When the likelihood fitting is used, the *leastsq* and *least_squares*
methods cannot be applied since the negative loglikelihood is no longer
a sum of squares, an assumption which is critical in these algorithms.

.. code:: ipython3

    f.revertFit()
    f.fit(llh=True)
    print(f.reportFit())
    f.revertFit()
    f.setParamPrior('ArtificialData', 'Exp', 'halflife', 3, 0.1) # Prior of 3+/-0.1
    f.fit(llh=True)
    print(f.reportFit())


.. parsed-literal::

    [[Fit Statistics]]
        # fitting method   = SLSQP
        # function evals   = 20
        # data points      = 20
        # variables        = 2
        chi-square         = 8.21548506
        reduced chi-square = 0.45641584
        Akaike info crit   = -13.7942296
        Bayesian info crit = -11.8027650
    [[Variables]]
        ArtificialData___Exp___amplitude:  5.25117472 +/- 0.51478516 (9.80%) (init = 5)
        ArtificialData___Exp___halflife:   2.70699167 +/- 0.40035373 (14.79%) (init = 3)

    [[Fit Statistics]]
        # fitting method   = SLSQP
        # function evals   = 15
        # data points      = 21
        # variables        = 2
        chi-square         = 9.84186102
        reduced chi-square = 0.51799269
        Akaike info crit   = -11.9154300
        Bayesian info crit = -9.82638508
    [[Variables]]
        ArtificialData___Exp___amplitude:  5.04906321 +/- 0.40525527 (8.03%) (init = 5)
        ArtificialData___Exp___halflife:   2.97176292 +/- 0.13544977 (4.56%) (init = 3)
    

Notice that the reduced chisquare is still reported. However, in this
mode, it *no longer* is a valid statistical measure to look at! This is
also the reason why the uncertainties are different. The estimation of
the uncertainties is done by numerically approximating the Hessian
matrix of the problem and inverting it, and this is also done in the
chisquare methods. The reason it now differs is twofold: - The matrix
describing the problem is different, hence some numerical approximations
can give slightlly different results. - Since the reduced chisquare is
no longer a valid statistical measure, it can no longer be used to scale
the uncertainties!

▶ **Tasks to carry out**
(a) Quote the likelihood fitting passage starting with "When the likelihood" and going on through "in these algorithms.".
(b) In the likelihood fitting passage, why can't the leastsq and least_squares methods be applied when likelihood fitting is used?
The data plays no part in this.

[Rows of box annotation data]
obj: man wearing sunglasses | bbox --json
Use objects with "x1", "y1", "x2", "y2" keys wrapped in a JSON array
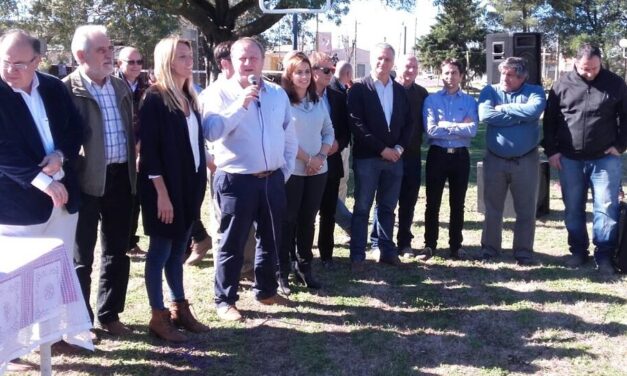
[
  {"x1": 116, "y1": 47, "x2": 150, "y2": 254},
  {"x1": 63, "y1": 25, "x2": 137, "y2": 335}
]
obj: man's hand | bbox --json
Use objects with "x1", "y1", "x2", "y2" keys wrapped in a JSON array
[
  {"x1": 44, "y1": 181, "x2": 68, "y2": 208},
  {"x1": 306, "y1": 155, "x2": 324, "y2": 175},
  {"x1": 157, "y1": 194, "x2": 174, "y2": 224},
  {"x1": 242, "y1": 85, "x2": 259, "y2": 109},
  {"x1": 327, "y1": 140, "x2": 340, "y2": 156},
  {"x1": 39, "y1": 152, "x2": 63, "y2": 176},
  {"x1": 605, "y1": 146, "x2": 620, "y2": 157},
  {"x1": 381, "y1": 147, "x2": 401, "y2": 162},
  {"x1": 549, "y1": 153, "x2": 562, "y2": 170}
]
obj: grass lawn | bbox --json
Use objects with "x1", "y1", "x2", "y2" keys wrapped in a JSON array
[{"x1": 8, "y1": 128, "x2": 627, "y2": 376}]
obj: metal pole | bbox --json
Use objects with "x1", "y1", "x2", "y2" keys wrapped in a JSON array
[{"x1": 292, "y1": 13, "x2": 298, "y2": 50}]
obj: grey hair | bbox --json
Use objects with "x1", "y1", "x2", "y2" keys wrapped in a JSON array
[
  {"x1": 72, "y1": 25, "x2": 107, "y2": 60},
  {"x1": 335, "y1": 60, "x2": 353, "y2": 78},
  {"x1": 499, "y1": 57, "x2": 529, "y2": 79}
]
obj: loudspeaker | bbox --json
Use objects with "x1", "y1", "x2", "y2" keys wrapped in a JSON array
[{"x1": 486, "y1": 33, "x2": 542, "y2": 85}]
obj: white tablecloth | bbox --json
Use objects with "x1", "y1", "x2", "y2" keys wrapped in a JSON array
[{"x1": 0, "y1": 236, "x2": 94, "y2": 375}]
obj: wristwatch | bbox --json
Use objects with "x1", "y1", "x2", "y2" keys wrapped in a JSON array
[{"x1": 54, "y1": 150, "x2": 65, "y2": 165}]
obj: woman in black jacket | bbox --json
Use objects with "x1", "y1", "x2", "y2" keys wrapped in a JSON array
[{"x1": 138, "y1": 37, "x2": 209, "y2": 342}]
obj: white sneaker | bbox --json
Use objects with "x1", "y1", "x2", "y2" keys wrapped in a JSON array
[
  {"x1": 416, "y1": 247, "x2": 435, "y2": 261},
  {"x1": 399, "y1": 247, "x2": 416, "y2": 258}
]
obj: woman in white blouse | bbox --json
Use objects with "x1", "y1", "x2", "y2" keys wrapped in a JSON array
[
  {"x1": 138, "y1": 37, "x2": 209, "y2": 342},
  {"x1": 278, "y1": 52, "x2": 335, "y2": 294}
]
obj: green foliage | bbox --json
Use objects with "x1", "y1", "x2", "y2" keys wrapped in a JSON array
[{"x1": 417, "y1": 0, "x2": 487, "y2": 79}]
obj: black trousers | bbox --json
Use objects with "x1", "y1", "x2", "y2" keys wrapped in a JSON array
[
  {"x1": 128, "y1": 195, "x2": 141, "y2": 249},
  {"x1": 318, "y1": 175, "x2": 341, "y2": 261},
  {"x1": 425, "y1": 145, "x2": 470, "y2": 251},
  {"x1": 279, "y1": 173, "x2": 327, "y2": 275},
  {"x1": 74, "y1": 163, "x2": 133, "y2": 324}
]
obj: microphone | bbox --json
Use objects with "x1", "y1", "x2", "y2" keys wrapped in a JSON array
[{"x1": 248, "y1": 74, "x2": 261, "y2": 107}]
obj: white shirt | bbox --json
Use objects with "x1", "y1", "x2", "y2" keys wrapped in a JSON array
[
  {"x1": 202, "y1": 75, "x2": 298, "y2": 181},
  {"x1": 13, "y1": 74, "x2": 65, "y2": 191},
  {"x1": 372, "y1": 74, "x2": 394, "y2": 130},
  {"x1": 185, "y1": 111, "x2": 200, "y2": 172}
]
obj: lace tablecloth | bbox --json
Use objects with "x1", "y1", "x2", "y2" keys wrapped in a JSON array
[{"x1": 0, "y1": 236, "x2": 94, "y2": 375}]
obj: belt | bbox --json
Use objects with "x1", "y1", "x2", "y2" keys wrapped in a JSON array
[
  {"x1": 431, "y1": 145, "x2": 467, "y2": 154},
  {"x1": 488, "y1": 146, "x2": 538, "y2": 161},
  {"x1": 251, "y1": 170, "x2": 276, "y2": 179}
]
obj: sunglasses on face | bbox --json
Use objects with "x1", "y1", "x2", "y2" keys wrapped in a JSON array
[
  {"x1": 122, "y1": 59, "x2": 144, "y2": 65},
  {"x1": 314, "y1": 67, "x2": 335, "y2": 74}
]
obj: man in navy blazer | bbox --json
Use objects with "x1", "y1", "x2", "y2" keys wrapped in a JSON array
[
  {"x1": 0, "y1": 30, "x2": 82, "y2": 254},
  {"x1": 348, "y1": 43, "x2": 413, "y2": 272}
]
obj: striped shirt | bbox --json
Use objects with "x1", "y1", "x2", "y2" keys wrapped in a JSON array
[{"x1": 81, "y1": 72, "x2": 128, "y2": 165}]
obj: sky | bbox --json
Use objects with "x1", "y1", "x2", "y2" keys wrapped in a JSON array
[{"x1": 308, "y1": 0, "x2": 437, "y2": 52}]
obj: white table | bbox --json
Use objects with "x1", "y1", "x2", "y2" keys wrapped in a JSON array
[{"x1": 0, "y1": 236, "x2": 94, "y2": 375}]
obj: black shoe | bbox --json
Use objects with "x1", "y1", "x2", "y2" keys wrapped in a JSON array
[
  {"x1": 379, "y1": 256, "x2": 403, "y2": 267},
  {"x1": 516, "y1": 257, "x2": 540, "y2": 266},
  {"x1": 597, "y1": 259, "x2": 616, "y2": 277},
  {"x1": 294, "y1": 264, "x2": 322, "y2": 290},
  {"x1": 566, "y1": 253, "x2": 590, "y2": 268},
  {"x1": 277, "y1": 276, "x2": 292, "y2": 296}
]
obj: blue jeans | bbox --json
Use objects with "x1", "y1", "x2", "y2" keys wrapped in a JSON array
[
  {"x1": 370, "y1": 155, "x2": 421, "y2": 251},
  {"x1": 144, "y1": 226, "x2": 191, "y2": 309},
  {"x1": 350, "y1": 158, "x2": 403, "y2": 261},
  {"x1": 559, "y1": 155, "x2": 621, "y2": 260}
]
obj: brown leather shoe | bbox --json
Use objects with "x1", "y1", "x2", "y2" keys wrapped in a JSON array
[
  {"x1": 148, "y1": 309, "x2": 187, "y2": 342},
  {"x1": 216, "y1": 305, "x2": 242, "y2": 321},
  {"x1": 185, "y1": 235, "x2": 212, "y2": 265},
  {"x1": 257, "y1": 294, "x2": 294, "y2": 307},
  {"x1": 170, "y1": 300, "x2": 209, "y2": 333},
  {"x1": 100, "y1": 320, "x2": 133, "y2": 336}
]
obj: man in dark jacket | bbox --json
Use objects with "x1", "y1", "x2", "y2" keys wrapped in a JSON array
...
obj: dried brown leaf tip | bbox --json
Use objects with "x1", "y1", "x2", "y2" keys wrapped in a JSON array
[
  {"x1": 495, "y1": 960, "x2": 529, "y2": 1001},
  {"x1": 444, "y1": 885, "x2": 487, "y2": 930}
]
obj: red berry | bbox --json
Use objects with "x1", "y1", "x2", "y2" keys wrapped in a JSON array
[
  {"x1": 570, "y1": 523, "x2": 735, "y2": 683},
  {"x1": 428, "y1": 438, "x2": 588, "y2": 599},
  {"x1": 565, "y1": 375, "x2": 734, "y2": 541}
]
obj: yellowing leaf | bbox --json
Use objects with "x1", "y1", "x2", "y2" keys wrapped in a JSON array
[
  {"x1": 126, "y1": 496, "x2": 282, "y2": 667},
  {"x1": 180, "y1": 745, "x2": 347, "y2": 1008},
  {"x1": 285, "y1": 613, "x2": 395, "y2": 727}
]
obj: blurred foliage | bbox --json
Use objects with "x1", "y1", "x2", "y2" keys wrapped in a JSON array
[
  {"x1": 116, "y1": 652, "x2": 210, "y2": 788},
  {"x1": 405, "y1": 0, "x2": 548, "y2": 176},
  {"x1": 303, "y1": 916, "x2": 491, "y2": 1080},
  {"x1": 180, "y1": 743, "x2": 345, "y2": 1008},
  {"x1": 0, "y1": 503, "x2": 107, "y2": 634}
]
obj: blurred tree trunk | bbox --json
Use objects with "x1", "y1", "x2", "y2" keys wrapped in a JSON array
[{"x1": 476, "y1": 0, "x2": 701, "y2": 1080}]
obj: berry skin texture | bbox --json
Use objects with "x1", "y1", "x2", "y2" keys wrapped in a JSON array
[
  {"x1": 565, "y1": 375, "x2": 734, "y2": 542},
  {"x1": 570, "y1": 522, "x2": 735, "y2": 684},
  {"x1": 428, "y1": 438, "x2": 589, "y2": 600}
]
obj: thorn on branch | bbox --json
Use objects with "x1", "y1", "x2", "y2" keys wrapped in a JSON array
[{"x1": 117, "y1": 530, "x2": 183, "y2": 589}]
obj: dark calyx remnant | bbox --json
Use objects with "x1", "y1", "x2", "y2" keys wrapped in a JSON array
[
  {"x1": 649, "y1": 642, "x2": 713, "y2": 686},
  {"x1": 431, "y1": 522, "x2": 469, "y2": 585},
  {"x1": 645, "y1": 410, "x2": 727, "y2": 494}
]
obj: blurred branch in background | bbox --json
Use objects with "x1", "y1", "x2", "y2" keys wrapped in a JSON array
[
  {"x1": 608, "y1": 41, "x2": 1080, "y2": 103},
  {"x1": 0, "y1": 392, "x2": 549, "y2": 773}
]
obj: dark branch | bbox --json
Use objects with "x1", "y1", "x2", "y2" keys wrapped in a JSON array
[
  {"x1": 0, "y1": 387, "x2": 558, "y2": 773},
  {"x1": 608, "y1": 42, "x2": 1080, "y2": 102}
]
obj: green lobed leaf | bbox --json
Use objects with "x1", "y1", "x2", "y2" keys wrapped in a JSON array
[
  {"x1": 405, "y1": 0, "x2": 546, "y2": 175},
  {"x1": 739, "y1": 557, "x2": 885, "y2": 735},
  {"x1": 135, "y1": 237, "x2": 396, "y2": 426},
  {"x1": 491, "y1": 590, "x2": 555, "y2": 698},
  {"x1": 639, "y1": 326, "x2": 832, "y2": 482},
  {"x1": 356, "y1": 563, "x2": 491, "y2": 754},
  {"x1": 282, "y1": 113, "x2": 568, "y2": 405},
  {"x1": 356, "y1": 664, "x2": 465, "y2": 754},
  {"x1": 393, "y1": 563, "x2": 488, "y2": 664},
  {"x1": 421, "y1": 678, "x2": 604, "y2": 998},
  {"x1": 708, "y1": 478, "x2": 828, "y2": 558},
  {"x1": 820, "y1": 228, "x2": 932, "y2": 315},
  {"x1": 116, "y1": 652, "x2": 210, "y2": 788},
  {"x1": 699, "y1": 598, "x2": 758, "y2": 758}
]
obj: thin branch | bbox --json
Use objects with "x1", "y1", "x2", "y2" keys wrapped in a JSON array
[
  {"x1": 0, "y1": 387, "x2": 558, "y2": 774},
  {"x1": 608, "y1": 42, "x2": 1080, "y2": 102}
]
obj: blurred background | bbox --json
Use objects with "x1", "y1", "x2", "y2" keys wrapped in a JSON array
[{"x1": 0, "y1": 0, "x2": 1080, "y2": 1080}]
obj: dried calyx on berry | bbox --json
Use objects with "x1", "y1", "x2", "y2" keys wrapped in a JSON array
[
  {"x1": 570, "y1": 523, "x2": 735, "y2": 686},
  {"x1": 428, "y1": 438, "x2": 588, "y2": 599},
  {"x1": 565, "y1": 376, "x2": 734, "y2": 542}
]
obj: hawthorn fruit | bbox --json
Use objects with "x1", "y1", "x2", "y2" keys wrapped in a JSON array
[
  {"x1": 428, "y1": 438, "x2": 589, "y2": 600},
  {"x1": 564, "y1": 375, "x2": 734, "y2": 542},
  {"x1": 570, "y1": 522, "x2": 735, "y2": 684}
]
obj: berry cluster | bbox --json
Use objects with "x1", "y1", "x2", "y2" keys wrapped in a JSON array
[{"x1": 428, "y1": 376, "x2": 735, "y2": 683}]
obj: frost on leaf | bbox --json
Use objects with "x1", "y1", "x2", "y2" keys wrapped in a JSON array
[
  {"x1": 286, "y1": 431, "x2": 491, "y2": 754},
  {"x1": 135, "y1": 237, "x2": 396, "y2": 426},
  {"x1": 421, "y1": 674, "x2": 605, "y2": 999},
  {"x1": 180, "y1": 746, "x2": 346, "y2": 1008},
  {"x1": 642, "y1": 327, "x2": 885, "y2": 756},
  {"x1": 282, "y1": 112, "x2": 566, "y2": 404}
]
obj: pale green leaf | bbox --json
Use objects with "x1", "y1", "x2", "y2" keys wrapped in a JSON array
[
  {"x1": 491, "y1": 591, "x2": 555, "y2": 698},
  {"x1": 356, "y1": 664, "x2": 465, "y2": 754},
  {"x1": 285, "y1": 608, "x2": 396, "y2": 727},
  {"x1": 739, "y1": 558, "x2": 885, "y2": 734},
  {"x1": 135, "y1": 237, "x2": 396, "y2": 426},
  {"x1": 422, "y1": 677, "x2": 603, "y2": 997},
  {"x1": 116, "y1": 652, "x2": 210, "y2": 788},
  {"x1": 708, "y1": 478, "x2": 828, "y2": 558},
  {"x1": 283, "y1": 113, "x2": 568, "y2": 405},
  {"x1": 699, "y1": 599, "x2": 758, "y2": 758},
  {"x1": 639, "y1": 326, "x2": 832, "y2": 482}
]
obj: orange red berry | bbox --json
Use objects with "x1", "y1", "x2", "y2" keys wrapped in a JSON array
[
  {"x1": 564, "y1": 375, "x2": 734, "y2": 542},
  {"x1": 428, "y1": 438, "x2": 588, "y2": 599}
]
==
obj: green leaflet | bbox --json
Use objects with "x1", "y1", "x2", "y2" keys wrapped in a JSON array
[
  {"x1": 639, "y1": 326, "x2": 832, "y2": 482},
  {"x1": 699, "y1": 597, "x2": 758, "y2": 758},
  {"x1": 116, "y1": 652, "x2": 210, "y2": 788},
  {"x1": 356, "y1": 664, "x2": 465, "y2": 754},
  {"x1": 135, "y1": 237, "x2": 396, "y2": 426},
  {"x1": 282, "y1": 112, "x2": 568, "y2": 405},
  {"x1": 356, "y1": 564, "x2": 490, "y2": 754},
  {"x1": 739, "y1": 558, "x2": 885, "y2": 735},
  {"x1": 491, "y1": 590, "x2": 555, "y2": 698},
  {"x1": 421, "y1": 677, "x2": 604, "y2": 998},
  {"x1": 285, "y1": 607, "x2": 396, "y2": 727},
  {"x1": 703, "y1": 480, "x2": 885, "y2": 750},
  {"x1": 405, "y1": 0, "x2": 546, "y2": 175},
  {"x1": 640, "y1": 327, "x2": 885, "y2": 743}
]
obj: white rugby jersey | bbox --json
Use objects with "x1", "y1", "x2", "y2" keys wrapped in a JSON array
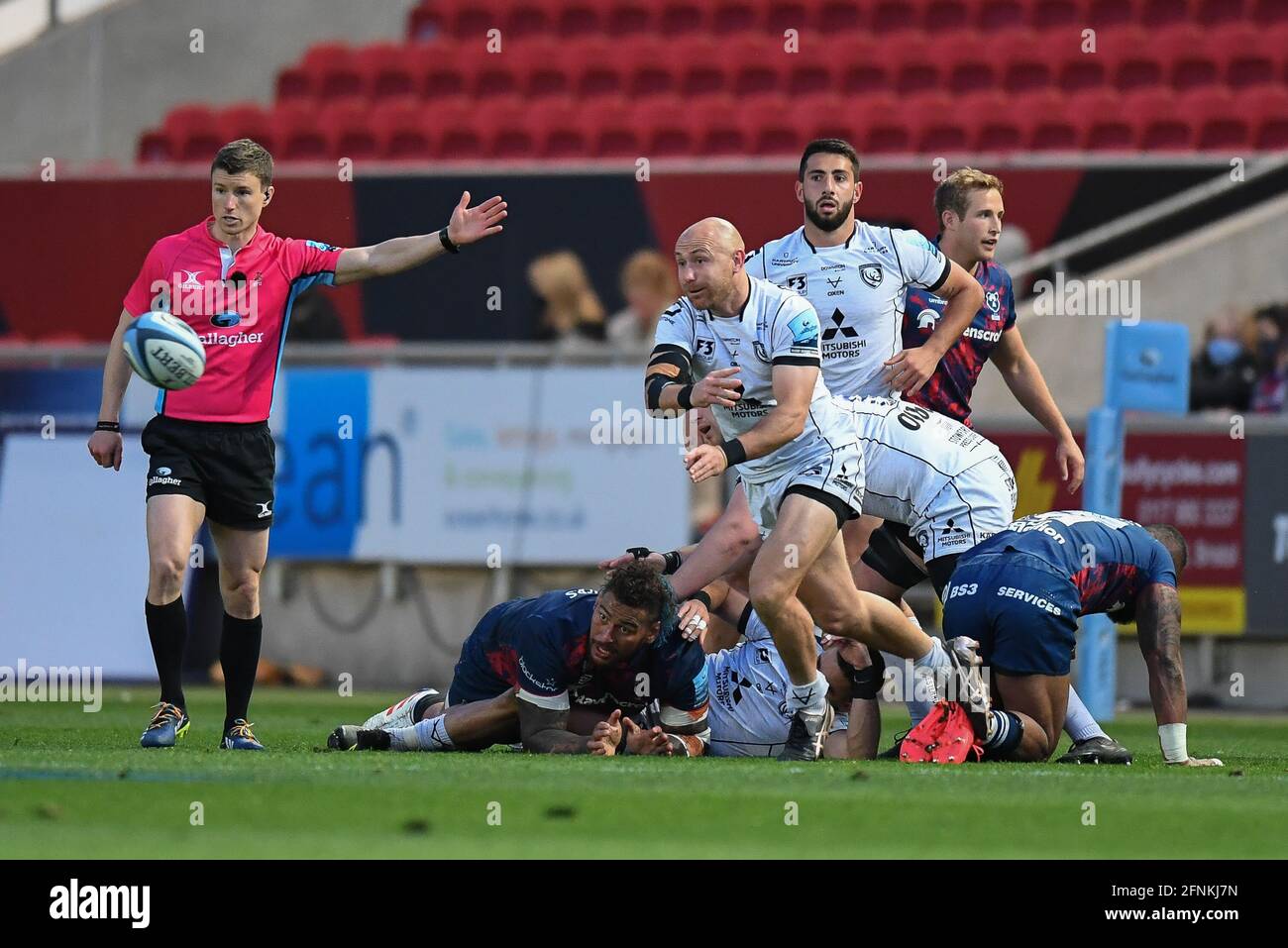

▶ **Set of answers**
(a)
When the likelihood fitting is used, the *leastsq* and *least_squares*
methods cannot be applied since the negative loglikelihood is no longer
a sum of squares, an assumption which is critical in these algorithms.

(b) The negative loglikelihood is no longer a sum of squares, and that assumption is critical in these algorithms.